_TASK DIRECTIONS_
List every line of the data below that contains the word "black", copying each one in full.

═══

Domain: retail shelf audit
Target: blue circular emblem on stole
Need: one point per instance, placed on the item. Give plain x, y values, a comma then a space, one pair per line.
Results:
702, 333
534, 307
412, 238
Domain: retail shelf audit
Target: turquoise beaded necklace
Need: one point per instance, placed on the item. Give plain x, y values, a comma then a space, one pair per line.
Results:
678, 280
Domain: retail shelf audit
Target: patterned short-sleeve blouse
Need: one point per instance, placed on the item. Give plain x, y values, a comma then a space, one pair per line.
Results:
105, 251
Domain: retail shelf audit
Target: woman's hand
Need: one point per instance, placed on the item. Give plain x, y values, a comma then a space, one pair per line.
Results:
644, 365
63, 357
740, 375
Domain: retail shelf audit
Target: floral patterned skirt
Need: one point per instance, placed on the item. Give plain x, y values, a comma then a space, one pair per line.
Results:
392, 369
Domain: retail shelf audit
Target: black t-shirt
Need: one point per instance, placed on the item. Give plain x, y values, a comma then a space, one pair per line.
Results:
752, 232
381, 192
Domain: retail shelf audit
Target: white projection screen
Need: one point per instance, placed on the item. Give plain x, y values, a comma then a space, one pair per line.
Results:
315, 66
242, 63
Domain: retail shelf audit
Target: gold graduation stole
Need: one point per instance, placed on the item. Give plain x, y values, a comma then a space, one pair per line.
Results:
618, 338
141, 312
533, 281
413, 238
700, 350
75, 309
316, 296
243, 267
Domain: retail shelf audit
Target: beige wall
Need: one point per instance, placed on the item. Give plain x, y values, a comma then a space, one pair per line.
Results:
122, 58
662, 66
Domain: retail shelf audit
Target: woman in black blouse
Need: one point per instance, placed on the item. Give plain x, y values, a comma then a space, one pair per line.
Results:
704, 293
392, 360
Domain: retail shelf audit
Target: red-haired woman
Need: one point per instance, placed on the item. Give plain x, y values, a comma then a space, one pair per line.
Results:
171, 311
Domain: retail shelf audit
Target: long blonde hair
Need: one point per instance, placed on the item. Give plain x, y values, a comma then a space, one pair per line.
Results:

═══

_THE RESULT_
Target: black t-shirt
Target: woman in black blouse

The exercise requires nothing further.